§ **Passage**

--- START ---

Dr. Eric Josephs (Joint School of Nanoscience and Nanoengineering) received new funding from the NIH National Institute of General Medical Sciences for the project “Complex Mechanisms of Mutation and Mutation Avoidance in Living Cells.”
All organisms strive to maintain genomic fidelity in the face of agents that can damage their genetic material and the possibility that errors that can occur whenever their DNA is replicated. The ultimate goals of this research are to understand (i) how the mechanisms and higher-order coordination of DNA repair processes are governed by molecular, genetic, and epigenetic factors in vivo; (ii) how these factors affect diverse repair processes in different contexts to affect human health; and (iii) how clinically-important modulators of DNA repair activities and of repair-related toxicity can be leveraged as novel therapeutics.
Josephs has focused primarily on DNA mismatch repair (MMR) pathways, the pathways responsible for correcting errors that occur during DNA replication. As a primary mechanism of DNA damage repair in nearly all organisms, MMR plays a central role in many diverse processes that affect human health, from the emergence of drug resistance in infectious pathogens and cancers to the onset and treatment of somatic genetic diseases.
The researchers developed a novel assay to deconstruct the mechanisms of MMR in vivo that uses chemically-modified oligonucleotide probes to insert targeted DNA ‘mismatches’ directly into the genome of living cells. This assay, which they call by the acronym ‘SPORE,’ can therefore be used to directly interrogate replication-coupled repair processes like MMR quantitatively in a strand-, orientation-, and lesion-specific manner—something otherwise nearly impossible to achieve. Using the SPORE assay as a uniquely powerful baseline of approach, in combination with next-generation biotechnologies like CRISPR and innovative experimental design, the researchers will seek to answer the following questions:
- How do different molecular, genetic, and epigenetic factors affect the higher-order architecture (components and interactions), coordination, dynamics of canonical and non-canonical MMR mechanisms?
- How do these factors affect repair-associated toxicities? Are different molecular lesions recognized by MMR repaired according to different mechanisms with different toxicities?
- Do the unique repair mechanisms in pathogenic organisms represent a novel source of antimicrobial targets?
- How do viral factors and environmental mutagens modulate MMR and MMR-related toxicities and by what mechanism?
- What is their role in hypermutation and emergence of drug resistance?
- What governs the tradeoff between mutagenic and anti-mutagenic roles of MMR in TNR diseases?
- What occurs during collisions between DNA repair mechanisms with each other or other processes on DNA?
- What is the nature and origin of catastrophic mutational events?
- These questions are each complex in their own right and have remained difficult to answer using traditional techniques, but the SPORE assay provides a direct way to address each of them. The likely outcomes of my laboratory’s approach during the R35 award will be numerous breakthroughs in our understanding of genomic stability and how it can be manipulated in living cells; with a long-term impact being a sea-change in the ability to probe and exploit DNA damage repair mechanisms to treat disease.
Research that is reported in this post is supported by the National Institute Of General Medical Sciences of the National Institutes of Health under Award Number R35GM133483. The content is solely the responsibility of the authors and does not necessarily represent the official views of the National Institutes of Health.

--- END ---

§ **Dataset extract**

--- START ---

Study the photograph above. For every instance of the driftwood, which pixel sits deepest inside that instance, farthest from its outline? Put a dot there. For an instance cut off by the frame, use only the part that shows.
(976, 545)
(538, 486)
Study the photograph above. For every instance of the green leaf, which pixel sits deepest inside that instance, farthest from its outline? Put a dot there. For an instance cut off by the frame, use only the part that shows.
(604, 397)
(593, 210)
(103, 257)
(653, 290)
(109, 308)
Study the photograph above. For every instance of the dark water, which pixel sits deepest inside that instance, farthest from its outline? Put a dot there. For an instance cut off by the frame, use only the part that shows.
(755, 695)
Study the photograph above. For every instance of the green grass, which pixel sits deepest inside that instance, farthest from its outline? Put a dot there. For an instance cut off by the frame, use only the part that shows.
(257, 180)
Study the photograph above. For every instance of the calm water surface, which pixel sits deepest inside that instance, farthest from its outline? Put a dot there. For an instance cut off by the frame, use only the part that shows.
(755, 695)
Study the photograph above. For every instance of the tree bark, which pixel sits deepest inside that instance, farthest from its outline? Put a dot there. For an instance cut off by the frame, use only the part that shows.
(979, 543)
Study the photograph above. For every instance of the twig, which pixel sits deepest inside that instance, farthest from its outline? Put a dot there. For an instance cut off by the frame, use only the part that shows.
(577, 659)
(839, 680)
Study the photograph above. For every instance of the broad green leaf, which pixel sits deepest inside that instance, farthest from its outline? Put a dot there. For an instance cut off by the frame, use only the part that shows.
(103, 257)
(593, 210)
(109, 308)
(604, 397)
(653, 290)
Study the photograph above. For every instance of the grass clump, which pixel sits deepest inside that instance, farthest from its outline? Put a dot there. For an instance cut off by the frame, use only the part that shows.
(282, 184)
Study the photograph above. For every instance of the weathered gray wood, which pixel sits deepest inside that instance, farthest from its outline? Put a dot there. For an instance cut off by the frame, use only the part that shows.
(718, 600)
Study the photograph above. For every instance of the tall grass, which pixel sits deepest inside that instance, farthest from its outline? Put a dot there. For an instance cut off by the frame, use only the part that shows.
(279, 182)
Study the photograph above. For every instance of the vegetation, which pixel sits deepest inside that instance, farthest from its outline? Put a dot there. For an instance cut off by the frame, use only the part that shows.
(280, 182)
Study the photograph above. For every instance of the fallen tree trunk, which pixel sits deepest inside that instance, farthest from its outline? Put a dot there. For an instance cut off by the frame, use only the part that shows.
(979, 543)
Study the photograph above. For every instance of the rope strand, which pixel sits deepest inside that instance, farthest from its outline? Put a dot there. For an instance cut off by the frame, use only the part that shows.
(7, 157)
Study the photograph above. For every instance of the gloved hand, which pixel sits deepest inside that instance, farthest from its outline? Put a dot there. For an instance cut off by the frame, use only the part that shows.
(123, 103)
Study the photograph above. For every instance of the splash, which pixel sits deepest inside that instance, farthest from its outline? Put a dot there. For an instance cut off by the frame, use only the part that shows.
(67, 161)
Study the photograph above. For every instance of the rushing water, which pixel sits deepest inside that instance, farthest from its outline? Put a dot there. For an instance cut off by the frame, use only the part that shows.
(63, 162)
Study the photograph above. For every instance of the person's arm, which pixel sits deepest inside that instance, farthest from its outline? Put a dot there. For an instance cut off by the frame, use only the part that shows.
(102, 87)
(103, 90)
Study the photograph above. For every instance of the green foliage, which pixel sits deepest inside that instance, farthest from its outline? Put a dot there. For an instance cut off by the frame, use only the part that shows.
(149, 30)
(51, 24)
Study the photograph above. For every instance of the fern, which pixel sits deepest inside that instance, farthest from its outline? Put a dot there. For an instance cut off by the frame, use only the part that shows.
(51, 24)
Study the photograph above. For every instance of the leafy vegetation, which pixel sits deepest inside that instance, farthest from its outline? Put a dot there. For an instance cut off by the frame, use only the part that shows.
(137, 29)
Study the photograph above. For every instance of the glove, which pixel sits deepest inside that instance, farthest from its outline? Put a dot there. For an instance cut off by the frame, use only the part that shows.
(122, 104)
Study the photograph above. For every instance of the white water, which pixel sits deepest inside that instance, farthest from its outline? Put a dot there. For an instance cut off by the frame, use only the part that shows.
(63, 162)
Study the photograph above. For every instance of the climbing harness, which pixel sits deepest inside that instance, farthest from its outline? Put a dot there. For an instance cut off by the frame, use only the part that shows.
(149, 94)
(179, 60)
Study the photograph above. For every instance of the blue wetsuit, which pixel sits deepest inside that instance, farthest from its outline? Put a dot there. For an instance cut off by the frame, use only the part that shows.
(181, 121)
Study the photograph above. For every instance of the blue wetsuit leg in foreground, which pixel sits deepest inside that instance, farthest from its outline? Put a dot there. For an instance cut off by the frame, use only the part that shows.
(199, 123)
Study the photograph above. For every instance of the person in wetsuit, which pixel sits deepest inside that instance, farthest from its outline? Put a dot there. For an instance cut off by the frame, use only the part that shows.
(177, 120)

--- END ---
--- START ---

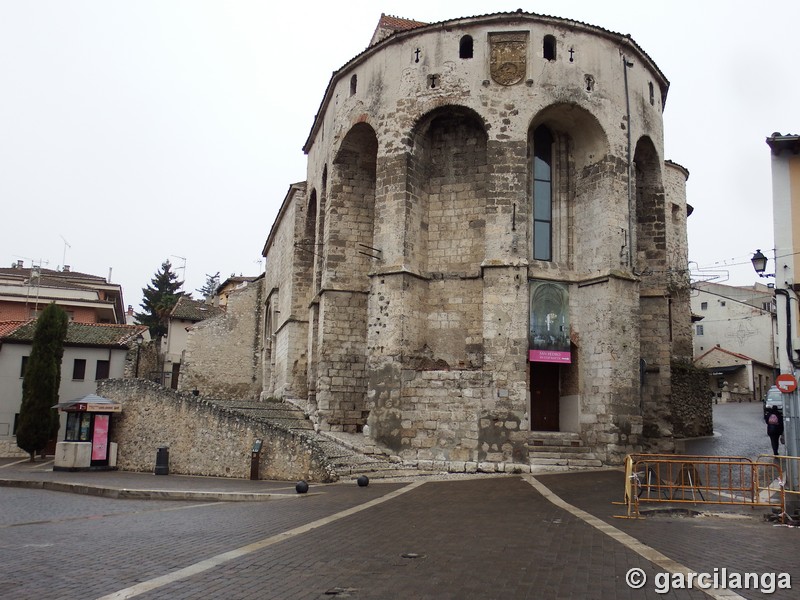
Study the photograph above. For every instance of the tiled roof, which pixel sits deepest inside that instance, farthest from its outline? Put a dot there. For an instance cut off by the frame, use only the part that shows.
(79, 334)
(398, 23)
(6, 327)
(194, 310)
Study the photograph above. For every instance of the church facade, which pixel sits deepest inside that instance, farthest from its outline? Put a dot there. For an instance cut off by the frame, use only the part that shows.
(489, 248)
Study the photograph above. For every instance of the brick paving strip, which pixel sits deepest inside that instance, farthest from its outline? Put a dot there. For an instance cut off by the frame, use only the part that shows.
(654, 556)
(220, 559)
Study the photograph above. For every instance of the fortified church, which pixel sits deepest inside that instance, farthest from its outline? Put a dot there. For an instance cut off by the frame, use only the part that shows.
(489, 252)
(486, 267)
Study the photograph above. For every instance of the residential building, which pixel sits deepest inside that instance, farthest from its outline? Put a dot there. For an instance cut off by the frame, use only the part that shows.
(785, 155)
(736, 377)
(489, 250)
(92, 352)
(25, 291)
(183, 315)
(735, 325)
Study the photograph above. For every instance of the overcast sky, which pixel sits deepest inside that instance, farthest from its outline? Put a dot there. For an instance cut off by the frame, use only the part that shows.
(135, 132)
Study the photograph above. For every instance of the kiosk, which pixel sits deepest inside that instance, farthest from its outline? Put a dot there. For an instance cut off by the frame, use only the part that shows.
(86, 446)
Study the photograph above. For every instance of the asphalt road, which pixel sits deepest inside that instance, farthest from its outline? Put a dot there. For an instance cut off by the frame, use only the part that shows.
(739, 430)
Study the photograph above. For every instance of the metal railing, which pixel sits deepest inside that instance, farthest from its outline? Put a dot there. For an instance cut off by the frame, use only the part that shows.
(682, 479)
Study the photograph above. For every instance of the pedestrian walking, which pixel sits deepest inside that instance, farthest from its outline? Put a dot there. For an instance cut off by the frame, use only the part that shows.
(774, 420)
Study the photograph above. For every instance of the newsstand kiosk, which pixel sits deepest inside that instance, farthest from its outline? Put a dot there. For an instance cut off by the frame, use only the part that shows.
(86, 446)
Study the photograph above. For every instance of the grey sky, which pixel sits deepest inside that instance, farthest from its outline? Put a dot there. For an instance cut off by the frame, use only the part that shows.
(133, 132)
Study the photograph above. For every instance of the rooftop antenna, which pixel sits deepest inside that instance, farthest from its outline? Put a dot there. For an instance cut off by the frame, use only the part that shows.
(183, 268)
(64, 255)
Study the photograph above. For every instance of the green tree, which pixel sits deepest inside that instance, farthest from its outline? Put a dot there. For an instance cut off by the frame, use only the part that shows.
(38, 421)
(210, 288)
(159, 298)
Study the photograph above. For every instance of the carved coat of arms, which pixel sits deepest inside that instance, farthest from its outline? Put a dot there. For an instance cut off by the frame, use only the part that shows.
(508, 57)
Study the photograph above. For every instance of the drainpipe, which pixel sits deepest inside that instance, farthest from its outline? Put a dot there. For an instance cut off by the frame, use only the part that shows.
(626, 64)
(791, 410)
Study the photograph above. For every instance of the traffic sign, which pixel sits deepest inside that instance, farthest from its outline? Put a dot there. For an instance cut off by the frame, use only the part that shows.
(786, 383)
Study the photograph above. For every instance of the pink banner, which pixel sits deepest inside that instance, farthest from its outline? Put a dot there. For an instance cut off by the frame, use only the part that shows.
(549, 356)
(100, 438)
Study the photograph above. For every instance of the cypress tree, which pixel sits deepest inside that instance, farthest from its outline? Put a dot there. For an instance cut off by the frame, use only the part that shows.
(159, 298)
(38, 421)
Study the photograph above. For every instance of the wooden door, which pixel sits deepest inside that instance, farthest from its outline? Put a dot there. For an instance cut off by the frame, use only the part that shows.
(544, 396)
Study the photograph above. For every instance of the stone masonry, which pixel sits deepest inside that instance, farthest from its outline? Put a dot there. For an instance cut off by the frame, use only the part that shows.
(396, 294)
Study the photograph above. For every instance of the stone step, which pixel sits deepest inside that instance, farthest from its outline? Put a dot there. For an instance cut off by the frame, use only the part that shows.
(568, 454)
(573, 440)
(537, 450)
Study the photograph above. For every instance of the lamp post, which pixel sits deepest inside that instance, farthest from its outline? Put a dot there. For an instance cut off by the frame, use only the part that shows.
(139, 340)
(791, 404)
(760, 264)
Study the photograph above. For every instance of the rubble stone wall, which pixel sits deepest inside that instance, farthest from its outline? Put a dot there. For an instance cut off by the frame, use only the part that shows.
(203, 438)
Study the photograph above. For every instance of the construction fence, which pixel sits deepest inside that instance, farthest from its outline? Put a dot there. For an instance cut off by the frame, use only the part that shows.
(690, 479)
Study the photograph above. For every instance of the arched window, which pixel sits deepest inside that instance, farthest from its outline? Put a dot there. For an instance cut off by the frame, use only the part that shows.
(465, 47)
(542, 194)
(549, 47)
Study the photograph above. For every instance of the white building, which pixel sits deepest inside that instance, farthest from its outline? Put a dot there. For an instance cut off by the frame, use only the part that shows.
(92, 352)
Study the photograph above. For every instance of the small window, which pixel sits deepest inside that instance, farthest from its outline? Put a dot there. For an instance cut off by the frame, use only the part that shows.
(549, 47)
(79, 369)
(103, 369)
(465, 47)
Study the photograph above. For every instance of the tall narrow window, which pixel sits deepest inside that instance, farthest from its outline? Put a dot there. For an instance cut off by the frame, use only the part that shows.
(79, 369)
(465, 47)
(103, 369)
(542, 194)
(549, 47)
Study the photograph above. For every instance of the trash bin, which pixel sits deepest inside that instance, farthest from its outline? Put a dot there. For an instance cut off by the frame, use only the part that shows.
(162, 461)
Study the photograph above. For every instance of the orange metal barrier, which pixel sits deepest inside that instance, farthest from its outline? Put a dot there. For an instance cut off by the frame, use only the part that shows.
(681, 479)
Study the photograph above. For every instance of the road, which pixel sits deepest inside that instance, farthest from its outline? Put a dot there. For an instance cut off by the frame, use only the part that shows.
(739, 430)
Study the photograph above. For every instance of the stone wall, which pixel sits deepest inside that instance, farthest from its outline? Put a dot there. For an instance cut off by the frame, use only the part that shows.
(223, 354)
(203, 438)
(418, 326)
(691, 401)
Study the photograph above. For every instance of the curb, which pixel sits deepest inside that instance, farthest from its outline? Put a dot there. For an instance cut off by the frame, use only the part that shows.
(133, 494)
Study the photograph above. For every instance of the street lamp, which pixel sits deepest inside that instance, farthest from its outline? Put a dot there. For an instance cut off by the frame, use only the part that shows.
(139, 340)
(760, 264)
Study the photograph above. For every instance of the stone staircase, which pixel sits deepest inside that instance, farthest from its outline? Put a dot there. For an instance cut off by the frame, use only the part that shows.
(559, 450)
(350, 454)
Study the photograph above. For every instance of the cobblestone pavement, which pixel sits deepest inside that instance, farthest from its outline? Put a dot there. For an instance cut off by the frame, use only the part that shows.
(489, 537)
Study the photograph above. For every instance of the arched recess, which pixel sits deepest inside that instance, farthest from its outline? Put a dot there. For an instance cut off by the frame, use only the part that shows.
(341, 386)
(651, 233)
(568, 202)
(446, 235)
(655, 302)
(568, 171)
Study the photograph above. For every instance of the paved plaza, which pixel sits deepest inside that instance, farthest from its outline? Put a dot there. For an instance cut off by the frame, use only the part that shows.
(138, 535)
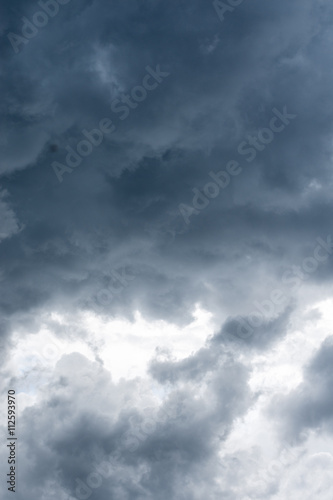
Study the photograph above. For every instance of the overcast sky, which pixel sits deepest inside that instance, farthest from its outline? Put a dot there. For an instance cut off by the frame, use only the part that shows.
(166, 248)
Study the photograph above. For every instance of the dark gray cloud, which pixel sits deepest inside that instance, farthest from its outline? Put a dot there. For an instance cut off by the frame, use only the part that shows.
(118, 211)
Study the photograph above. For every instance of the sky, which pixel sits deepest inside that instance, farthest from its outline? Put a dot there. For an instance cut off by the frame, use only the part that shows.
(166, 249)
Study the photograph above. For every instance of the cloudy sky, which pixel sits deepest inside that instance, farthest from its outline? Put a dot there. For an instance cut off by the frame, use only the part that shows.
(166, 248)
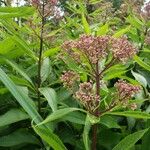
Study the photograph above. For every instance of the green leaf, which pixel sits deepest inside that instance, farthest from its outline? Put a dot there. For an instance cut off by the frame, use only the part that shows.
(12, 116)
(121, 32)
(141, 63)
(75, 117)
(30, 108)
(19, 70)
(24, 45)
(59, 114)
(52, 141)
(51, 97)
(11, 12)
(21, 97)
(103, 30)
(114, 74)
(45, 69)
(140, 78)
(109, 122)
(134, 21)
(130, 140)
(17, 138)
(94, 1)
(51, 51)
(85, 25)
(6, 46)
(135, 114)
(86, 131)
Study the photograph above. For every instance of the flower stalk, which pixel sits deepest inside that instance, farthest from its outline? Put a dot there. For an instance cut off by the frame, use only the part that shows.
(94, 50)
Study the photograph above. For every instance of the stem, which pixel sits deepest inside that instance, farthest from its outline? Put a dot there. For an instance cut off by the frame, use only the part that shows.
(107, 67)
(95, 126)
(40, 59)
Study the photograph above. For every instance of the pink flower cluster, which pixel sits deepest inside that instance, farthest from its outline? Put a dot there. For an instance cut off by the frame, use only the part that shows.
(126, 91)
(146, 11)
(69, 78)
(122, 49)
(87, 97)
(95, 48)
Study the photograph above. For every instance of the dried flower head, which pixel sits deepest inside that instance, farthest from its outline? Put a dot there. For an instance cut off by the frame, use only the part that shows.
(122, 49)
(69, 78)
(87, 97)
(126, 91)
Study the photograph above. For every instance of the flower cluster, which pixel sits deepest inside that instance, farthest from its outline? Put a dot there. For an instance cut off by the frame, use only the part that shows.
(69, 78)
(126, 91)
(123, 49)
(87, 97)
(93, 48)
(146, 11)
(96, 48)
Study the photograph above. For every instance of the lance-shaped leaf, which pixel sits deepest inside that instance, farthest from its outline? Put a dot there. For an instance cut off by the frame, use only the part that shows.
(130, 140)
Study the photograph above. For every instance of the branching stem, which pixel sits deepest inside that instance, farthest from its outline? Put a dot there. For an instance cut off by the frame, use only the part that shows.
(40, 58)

--- END ---

According to the funding announcement, which pathways has Josephs focused on primarily? The lines play no part in the work here.

§ **Exercise result**
DNA mismatch repair (MMR) pathways, which correct errors that occur during DNA replication.